Data entries
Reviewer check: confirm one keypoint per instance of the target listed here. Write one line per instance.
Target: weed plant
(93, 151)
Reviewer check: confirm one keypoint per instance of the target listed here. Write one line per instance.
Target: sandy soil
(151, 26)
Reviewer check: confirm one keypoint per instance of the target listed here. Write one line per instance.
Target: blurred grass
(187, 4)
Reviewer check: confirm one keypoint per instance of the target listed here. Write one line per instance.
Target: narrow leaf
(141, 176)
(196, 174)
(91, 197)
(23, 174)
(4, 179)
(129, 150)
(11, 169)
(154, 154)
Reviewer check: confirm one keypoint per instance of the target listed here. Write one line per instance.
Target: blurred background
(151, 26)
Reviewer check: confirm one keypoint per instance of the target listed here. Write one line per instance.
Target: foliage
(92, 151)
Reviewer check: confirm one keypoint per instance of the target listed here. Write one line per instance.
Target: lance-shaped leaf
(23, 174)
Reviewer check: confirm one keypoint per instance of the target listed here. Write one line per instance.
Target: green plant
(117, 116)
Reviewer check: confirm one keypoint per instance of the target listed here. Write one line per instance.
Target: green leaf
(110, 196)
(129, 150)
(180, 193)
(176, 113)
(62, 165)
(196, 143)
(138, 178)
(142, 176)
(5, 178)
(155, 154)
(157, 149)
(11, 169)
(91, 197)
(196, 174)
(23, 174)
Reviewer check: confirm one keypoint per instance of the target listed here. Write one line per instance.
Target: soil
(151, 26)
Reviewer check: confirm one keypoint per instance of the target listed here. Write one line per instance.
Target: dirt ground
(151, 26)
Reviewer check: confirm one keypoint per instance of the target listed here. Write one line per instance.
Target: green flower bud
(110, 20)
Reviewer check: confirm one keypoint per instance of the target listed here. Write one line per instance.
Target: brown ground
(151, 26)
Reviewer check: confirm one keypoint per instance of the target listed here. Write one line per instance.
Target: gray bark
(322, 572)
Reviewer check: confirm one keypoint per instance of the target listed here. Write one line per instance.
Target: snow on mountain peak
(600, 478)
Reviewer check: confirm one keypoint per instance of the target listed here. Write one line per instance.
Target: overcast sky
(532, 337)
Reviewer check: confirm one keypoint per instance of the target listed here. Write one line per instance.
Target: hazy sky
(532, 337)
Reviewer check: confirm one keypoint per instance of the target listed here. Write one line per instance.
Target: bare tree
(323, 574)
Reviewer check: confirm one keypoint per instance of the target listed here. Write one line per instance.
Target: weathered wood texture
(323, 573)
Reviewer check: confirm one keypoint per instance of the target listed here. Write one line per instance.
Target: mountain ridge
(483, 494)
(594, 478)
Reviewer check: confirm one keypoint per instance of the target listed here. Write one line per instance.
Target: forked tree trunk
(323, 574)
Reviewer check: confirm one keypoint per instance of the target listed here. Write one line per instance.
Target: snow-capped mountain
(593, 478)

• SET PROBLEM:
Please restate the data word for word, every record included.

• EXPECTED ANSWER:
Reviewer check: confirm one keypoint per instance of the target listed here. Write one line per instance.
Target: weed plant
(93, 151)
Reviewer check: confirm one keypoint per instance of the target listed here. Write one line per instance.
Target: sandy soil
(151, 26)
Reviewer check: confirm one keypoint per instance of the target listed here. Write one line per instance.
Target: blurred grass
(187, 4)
Reviewer check: confirm one keypoint per instance of the target listed here. Write one line per instance.
Target: narrow leaf
(141, 176)
(196, 174)
(91, 197)
(23, 174)
(4, 179)
(129, 150)
(11, 169)
(154, 154)
Reviewer check: confirm one keypoint per instance of the target listed here. Write one line per instance.
Target: blurred background
(151, 26)
Reviewer check: confirm one keypoint per instance of the target listed here. Write one line per instance.
Target: foliage
(92, 151)
Reviewer check: confirm one keypoint per instance of the target listed here. Write one line per instance.
Target: lance-shaped leaf
(23, 174)
Reviewer check: confirm one keypoint per instance of the target listed here. Write one line per instance.
Target: green plant
(117, 116)
Reviewer check: confirm one keypoint per instance of the target listed here. Write one line per instance.
Target: green leaf
(110, 196)
(129, 150)
(180, 193)
(176, 113)
(62, 165)
(196, 143)
(138, 178)
(142, 176)
(5, 178)
(155, 154)
(157, 149)
(11, 169)
(91, 197)
(196, 174)
(23, 174)
Reviewer check: confirm one keypoint per instance of the target listed here. Write one line per instance.
Target: soil
(151, 26)
Reviewer check: confirm one keypoint per instance of the target listed here. Write one line per instance.
Target: dirt ground
(151, 26)
Reviewer check: confirm one keypoint per instance of the target listed here. Write one line per instance.
Target: green flower bud
(110, 20)
Reviewer check: confirm one keypoint per instance of the target listed here. Write one line per instance.
Target: brown ground
(151, 26)
Reviewer check: confirm one keypoint per instance of the target listed here. Write one line per instance.
Target: gray bark
(322, 572)
Reviewer check: confirm one keypoint per instance of the target listed here. Write one line per instance.
Target: snow on mountain peak
(600, 478)
Reviewer check: confirm one keypoint per instance of the target listed here. Write one line per instance.
Target: overcast sky
(532, 337)
Reviewer check: confirm one keypoint per instance of the target listed here. Write one line per instance.
Target: hazy sky
(532, 337)
Reviewer check: confirm one keypoint per instance of the target listed here. Write one line per instance.
Target: bare tree
(323, 574)
Reviewer check: confirm one keypoint per instance of the target listed here. Write one line per instance.
Target: weathered wood texture
(323, 573)
Reviewer check: confirm one keypoint per instance of the target listed here. Write one line per instance.
Target: mountain ridge
(483, 494)
(594, 478)
Reviewer check: confirm one keypoint per instance of the target listed here. Write one line per instance.
Target: forked tree trunk
(323, 574)
Reviewer check: confirm one keypoint per instance of the target listed here. Write one line per instance.
Target: snow-capped mountain
(593, 478)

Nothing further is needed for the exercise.